[Selected excerpt start]
A sequence of such linearly constrained sub-problems is solved with progressively increasing penalty parameter values $\rho$.

The penalty function $P : R^n \to R$ enforces feasibility in the limit, i.e.,

$$\lim_{\rho \to \infty} P(x, \rho) = \begin{cases} +\infty & \text{if any nonlinear constraint is violated} \\ 0 & \text{otherwise} \end{cases}$$

The parameter $\rho$ is referred to as the penalty parameter and determines the severity of the penalty.

To simplify descriptions of the penalty functions, the following standard transformation to all nonlinear equality constraints is used by defining

$$c_i^+(x) = \begin{cases} c_i(x) & \text{if } i \in \mathcal{E} \\ \max\{0, c_i(x)\} & \text{if } i \in \mathcal{I} \end{cases}$$ (10)
A commonly used penalty function is based on the squared $l_2$ norm:

$$
\mathcal{P}_{l_2}(x, \rho) = \rho \|c^+(x)\|_2^2
$$

The $l_2^2$ penalty function has the advantage of being smooth and having “simple” derivatives. More complex penalty functions mean that the relationship between $c(x)$ and the corresponding $\lambda(x)$ would necessarily be nonlinear because the derivatives are no longer “simple”[9].

APPS theoretically requires the existence of derivatives for the convergence theory to apply; however, the specific structure of the derivatives is irrelevant because they are not used explicitly. Still, smoothness is important because non-smooth penalty functions have been shown to cause APPS to converge to a non-differentiable point rather than a KKT point. Unfortunately, a major drawback to the $l_2^2$ penalty function is the uneven way that it penalizes constraints. It places extreme emphasis on constraint violations larger than one and little emphasis on violations less than one. This means that $\rho_k$ has to be very large to enforce asymptotic feasibility. But larger values of $\rho_k$ force APPS to tick-tack down steep constraint valleys using very small steps.

To overcome the above problem, there are other exact penalty functions based on $l_1, l_2,$ and $l_\infty$ for which there exists a finite penalty parameter $\rho$ such that a minimum of (9) coincides with the minimum of (8). A difficulty with exact penalty functions is their inherit non-smoothness. Hence, the APPS may converge to a point of non-differentiability. In order to “fix” the non-smoothness of exact penalty functions, many
authors have proposed smoothed variants based on $l_1, l_2, \text{and } l_\infty$ norms. The smoothed exact penalty functions are mid-way between the $l_2^2$ penalty function and the exact penalty functions. While the $l_2^2$ penalty function has the advantage of being smooth and simple, exact penalty function converge much faster to an optimal solution but has the disadvantage of being non-smooth. The smoothed exact penalty functions solve the smoothness problem of exact penalty function but converge slower than the exact penalty functions.
[Selected excerpt end]
[Extracted data start]
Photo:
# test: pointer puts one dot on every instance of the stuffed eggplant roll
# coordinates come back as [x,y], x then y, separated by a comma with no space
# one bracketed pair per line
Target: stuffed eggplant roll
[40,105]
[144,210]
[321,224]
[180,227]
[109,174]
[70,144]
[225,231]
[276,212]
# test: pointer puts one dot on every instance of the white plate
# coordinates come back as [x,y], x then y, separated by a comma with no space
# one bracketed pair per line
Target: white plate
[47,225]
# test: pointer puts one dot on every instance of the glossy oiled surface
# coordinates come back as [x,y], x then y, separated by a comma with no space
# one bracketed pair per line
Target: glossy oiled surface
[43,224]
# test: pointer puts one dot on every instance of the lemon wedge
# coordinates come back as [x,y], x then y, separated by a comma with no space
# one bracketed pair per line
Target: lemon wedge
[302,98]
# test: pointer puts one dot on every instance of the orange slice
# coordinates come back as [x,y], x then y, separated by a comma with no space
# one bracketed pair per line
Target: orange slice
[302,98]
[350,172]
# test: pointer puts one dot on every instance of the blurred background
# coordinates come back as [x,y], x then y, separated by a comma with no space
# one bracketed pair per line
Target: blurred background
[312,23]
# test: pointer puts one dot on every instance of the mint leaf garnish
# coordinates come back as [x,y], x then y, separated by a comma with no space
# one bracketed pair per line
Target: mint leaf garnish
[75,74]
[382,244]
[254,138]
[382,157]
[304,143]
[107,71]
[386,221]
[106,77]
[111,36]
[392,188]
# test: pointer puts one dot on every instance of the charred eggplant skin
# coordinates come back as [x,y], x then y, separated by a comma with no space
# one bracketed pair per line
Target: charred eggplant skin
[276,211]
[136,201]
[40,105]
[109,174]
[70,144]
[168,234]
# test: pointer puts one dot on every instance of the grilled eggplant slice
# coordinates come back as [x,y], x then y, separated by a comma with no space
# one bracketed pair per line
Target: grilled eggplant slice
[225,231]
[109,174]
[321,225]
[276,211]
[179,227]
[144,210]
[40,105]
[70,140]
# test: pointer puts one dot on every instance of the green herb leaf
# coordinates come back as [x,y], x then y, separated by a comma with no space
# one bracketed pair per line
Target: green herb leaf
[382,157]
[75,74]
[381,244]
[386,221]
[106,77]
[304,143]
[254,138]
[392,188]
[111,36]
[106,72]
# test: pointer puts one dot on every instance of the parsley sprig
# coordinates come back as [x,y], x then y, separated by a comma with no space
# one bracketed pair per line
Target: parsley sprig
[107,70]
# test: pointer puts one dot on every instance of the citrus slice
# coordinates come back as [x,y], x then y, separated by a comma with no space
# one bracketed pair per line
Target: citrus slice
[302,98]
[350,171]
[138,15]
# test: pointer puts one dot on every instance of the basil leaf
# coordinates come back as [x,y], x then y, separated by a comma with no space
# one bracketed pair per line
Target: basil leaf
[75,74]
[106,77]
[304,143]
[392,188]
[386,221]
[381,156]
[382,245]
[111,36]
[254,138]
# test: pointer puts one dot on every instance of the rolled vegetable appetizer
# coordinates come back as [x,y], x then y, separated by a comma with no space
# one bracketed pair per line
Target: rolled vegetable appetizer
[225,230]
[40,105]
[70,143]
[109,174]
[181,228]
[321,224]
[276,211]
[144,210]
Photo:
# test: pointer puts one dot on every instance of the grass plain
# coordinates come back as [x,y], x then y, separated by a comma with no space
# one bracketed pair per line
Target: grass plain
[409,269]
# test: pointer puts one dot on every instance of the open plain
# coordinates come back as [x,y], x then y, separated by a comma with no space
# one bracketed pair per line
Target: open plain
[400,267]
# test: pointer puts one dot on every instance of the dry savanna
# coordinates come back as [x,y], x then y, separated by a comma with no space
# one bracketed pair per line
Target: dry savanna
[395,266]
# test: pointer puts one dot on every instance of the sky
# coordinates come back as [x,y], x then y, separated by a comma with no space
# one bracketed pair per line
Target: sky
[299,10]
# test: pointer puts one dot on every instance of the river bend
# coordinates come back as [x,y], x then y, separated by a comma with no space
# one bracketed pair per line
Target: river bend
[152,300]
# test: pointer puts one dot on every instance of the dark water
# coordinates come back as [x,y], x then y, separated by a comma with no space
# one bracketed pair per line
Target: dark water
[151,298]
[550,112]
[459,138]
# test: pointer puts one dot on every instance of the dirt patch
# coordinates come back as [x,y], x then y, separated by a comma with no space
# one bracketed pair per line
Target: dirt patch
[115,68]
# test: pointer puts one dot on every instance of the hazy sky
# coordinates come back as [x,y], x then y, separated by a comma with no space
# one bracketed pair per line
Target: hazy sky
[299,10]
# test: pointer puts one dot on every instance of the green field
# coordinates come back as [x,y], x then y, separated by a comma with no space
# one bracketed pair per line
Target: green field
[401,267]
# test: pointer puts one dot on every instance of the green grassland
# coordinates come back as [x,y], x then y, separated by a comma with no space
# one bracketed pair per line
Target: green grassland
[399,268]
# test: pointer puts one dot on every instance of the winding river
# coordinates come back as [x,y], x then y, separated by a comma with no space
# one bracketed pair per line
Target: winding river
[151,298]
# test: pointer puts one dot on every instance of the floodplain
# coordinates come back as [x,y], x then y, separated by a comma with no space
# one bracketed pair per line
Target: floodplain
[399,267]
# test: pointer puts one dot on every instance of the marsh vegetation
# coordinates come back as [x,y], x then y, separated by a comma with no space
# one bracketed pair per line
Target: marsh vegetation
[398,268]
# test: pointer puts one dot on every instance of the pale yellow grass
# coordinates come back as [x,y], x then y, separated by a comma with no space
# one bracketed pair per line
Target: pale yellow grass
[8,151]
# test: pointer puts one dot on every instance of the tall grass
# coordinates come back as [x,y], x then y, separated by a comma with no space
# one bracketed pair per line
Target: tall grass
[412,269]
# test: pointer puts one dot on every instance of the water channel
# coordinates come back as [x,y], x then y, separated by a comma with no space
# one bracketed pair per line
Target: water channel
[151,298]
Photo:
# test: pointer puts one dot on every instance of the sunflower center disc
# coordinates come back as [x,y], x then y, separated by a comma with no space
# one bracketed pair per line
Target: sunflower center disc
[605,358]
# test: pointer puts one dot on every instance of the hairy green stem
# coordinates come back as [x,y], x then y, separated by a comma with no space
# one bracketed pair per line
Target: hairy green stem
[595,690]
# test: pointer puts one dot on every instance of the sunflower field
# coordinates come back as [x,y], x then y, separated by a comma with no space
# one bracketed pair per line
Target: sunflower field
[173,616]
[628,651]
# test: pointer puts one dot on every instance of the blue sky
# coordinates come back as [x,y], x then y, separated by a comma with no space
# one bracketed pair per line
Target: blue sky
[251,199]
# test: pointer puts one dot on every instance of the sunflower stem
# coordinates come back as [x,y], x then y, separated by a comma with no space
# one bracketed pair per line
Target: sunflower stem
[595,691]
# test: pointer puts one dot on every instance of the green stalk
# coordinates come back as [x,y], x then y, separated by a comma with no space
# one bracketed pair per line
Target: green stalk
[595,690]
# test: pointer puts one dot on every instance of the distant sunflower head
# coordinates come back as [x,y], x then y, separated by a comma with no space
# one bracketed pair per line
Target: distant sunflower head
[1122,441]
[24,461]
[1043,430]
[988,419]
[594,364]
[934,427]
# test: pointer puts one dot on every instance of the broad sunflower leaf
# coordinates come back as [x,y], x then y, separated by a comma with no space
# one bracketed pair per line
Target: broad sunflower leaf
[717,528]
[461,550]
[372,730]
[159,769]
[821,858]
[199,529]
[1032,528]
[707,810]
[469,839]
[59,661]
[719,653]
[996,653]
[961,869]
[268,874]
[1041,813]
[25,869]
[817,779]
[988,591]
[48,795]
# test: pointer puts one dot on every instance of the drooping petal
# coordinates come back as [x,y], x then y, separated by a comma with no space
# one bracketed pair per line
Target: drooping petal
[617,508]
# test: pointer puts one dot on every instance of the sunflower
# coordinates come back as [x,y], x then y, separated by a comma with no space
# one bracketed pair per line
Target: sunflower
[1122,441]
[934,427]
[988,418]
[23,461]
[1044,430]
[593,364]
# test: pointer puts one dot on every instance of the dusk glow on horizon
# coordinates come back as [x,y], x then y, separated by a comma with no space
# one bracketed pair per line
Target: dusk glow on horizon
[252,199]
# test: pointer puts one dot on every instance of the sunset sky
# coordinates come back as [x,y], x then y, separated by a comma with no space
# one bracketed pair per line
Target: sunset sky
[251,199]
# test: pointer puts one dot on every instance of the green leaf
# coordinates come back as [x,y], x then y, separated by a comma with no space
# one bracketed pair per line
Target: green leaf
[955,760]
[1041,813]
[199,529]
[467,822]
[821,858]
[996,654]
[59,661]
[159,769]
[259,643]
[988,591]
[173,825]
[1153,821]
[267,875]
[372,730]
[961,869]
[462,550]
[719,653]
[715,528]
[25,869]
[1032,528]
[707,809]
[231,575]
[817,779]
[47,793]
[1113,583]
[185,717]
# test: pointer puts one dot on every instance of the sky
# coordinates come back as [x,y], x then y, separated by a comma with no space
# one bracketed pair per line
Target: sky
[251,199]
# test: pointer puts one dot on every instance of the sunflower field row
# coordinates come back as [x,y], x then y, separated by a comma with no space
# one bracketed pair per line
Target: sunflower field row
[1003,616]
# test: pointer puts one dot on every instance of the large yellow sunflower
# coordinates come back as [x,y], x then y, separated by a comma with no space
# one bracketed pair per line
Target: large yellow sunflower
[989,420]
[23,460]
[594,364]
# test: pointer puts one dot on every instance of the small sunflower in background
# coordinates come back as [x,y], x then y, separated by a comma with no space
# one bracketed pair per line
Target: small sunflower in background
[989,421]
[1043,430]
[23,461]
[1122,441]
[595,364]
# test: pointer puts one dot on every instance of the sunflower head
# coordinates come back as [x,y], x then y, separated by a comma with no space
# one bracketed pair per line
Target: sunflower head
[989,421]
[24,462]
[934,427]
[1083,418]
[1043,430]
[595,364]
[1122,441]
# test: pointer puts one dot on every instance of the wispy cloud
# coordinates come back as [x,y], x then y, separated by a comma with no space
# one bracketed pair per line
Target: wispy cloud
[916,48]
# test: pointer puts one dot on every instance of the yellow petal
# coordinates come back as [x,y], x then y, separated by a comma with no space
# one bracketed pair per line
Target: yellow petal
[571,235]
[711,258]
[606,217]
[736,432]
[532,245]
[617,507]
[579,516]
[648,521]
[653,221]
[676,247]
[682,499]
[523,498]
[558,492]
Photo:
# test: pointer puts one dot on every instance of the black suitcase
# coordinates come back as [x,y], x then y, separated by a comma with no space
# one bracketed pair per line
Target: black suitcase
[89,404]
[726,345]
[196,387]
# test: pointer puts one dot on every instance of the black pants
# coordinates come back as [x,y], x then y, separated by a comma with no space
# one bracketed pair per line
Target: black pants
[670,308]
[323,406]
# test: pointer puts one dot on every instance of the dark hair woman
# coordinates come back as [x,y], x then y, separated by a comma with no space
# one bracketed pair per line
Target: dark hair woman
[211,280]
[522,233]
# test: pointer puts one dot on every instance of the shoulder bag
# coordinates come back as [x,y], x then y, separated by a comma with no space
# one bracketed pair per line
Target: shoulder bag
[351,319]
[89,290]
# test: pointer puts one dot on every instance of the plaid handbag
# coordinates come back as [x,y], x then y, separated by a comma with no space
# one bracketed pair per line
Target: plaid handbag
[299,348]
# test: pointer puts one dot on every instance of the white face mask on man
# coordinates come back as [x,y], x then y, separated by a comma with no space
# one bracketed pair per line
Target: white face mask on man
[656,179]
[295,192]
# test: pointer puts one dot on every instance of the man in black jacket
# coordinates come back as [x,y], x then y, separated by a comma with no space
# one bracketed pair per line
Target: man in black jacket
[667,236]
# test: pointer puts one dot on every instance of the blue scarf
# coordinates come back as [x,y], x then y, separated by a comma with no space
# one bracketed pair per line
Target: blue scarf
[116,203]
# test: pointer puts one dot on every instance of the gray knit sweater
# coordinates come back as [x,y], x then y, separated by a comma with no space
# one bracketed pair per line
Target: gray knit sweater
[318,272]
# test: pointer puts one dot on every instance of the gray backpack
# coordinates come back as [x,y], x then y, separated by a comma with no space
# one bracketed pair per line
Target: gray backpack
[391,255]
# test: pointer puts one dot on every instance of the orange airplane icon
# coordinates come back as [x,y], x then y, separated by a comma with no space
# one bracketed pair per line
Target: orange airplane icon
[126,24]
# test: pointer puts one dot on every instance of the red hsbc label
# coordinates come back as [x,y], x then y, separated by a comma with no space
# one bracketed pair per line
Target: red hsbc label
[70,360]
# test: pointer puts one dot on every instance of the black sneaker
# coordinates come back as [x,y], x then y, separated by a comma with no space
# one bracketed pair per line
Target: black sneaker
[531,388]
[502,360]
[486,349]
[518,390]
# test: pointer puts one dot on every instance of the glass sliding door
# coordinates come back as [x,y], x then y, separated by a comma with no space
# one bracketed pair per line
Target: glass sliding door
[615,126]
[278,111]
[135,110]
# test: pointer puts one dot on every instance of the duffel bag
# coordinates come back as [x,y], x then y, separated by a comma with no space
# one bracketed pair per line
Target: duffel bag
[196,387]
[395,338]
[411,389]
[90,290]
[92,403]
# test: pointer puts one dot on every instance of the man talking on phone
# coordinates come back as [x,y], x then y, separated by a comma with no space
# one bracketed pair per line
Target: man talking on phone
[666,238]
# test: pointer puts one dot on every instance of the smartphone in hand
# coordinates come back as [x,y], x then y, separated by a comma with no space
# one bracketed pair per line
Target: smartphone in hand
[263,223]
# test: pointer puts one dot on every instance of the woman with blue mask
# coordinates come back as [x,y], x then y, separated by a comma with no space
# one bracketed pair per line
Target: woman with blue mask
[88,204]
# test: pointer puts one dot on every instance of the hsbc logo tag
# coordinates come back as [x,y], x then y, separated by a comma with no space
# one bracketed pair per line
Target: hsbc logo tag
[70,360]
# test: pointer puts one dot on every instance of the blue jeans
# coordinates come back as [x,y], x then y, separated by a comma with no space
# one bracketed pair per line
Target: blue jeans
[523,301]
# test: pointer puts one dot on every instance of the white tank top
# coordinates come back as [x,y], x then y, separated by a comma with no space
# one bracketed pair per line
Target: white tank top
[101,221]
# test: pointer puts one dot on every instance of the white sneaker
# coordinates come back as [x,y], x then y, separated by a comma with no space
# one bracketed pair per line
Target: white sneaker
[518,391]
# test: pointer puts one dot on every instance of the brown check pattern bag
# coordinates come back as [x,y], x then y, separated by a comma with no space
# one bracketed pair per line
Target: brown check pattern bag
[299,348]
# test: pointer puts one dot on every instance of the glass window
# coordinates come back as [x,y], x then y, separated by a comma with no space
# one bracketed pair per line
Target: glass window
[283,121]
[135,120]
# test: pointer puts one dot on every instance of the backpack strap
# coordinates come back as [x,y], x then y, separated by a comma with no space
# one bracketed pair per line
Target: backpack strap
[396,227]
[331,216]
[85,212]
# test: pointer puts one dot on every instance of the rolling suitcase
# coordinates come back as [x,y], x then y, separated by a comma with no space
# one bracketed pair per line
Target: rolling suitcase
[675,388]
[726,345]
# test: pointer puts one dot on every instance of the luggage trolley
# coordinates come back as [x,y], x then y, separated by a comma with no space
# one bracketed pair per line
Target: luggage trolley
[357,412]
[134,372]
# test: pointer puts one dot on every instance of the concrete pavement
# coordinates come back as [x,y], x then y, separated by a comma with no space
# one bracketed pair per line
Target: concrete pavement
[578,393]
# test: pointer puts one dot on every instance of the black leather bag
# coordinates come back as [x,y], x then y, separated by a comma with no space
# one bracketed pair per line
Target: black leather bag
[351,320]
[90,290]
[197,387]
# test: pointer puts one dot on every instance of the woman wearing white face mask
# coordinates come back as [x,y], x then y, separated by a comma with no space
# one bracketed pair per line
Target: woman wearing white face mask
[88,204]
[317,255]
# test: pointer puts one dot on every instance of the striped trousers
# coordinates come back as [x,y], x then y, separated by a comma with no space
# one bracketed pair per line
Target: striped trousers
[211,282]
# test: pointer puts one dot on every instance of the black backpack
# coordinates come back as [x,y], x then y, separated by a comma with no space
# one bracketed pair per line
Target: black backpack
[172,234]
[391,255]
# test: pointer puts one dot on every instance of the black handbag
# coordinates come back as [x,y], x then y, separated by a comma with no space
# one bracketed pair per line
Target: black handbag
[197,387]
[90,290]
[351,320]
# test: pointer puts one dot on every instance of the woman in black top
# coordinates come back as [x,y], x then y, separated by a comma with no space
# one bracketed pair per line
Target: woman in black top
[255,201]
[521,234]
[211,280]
[Extracted data end]
To-do list:
1. From the passage on penalty functions, extract the text between "The penalty function $P" and "of the penalty.", inclusive.
2. In the passage on penalty functions, which constraint violations does the squared l2 penalty function emphasize most heavily?
3. Write what follows the final sentence of the passage on penalty functions.

Task answers:
1.
The penalty function $P : R^n \to R$ enforces feasibility in the limit, i.e.,

$$\lim_{\rho \to \infty} P(x, \rho) = \begin{cases} +\infty & \text{if any nonlinear constraint is violated} \\ 0 & \text{otherwise} \end{cases}$$

The parameter $\rho$ is referred to as the penalty parameter and determines the severity of the penalty.

2. Violations larger than one.

3.
CHAPTER VII
ALGORITHMIC FRAMEWORK

The basic framework in Algorithm 3 is the same for all kinds of penalty functions. At each iteration, a linearly-constrained sub-problem of the form in (9) is solved. The accuracy requirement of the sub-problem is progressively increases as the iterations progress. Also, the penalty parameter is progressively increased thereby penalizing the constraints more as the iterations progress. The method continues until either the constraint violation is reduced to the desired level and the sub-problem is solved to the desired accuracy, or the budget of function evaluations is exhausted.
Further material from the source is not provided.